— DIRECTIONS FOR THIS TASK —
In the code diff below, what argument replaces `simd=[('fma', 'fd'), ('avx512f', 'fd')]` in the `trunc`, `floor`, and `rint` definitions?

-- start of PROVIDED TEXT --

5 files changed, 21 insertions, 266 deletions
diff --git a/numpy/core/code_generators/generate_umath.py b/numpy/core/code_generators/generate_umath.py
index 054150b28..b11504c03 100644
--- a/numpy/core/code_generators/generate_umath.py
+++ b/numpy/core/code_generators/generate_umath.py
@@ -844,7 +844,7 @@ defdict = {
           docstrings.get('numpy.core.umath.trunc'),
           None,
           TD('e', f='trunc', astype={'e': 'f'}),
-          TD(inexactvec, simd=[('fma', 'fd'), ('avx512f', 'fd')]),
+          TD(inexactvec, dispatch=[('loops_unary_fp', 'fd')]),
           TD('fdg', f='trunc'),
           TD(O, f='npy_ObjectTrunc'),
           ),
@@ -860,7 +860,7 @@ defdict = {
           docstrings.get('numpy.core.umath.floor'),
           None,
           TD('e', f='floor', astype={'e': 'f'}),
-          TD(inexactvec, simd=[('fma', 'fd'), ('avx512f', 'fd')]),
+          TD(inexactvec, dispatch=[('loops_unary_fp', 'fd')]),
           TD('fdg', f='floor'),
           TD(O, f='npy_ObjectFloor'),
           ),
@@ -869,7 +869,7 @@ defdict = {
           docstrings.get('numpy.core.umath.rint'),
           None,
           TD('e', f='rint', astype={'e': 'f'}),
-          TD(inexactvec, simd=[('fma', 'fd'), ('avx512f', 'fd')]),
+          TD(inexactvec, dispatch=[('loops_unary_fp', 'fd')]),
           TD('fdg' + cmplx, f='rint'),
           TD(P, f='rint'),
           ),
diff --git a/numpy/core/src/umath/loops.c.src b/numpy/core/src/umath/loops.c.src
index 5f054d0a9..7f084ac39 100644
--- a/numpy/core/src/umath/loops.c.src
+++ b/numpy/core/src/umath/loops.c.src
@@ -1506,62 +1506,6 @@ TIMEDELTA_mm_qm_divmod(char **args, npy_intp const *dimensions, npy_intp const *
  */
 
 /**begin repeat
- *  #func = rint, floor, trunc#
- *  #scalarf = npy_rint, npy_floor, npy_trunc#
- */
-
-/**begin repeat1
-*  #TYPE = FLOAT, DOUBLE#
-*  #type = npy_float, npy_double#
-*  #typesub = f, #
-*/
-
-NPY_NO_EXPORT NPY_GCC_OPT_3 void
-@TYPE@_@func@(char **args, npy_intp const *dimensions, npy_intp const *steps, void *NPY_UNUSED(data))

-- end of PROVIDED TEXT --
-- start of SUPPLIED INFORMATION --

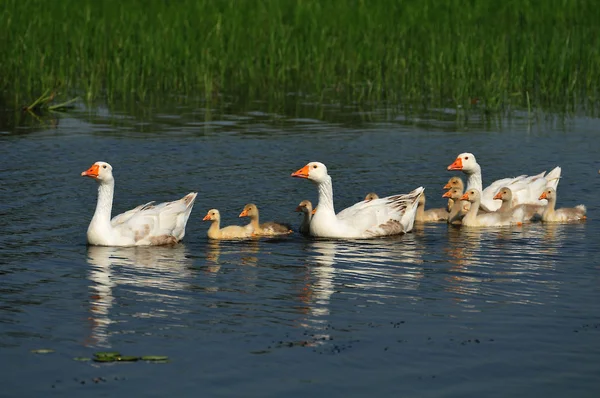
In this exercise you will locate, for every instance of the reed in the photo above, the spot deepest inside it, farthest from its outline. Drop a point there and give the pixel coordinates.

-- end of SUPPLIED INFORMATION --

— EXERCISE ANSWER —
`dispatch=[('loops_unary_fp', 'fd')]`